Task goal:
Format each line of the items below as a JSON list of strings, one string per line, leaving out any blank lines.

[Excerpts from a detection dataset]
****
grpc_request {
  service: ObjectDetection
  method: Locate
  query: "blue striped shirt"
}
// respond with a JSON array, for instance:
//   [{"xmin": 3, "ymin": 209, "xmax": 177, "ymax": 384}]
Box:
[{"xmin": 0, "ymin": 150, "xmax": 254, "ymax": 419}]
****
Exercise output:
[
  "grpc_request {",
  "  service: ObjectDetection",
  "  method: Locate",
  "  query: \"blue striped shirt\"",
  "}",
  "// respond with a JSON array, for instance:",
  "//   [{\"xmin\": 3, \"ymin\": 209, \"xmax\": 177, \"ymax\": 384}]",
  "Box:",
  "[{\"xmin\": 0, \"ymin\": 150, \"xmax\": 254, \"ymax\": 419}]"
]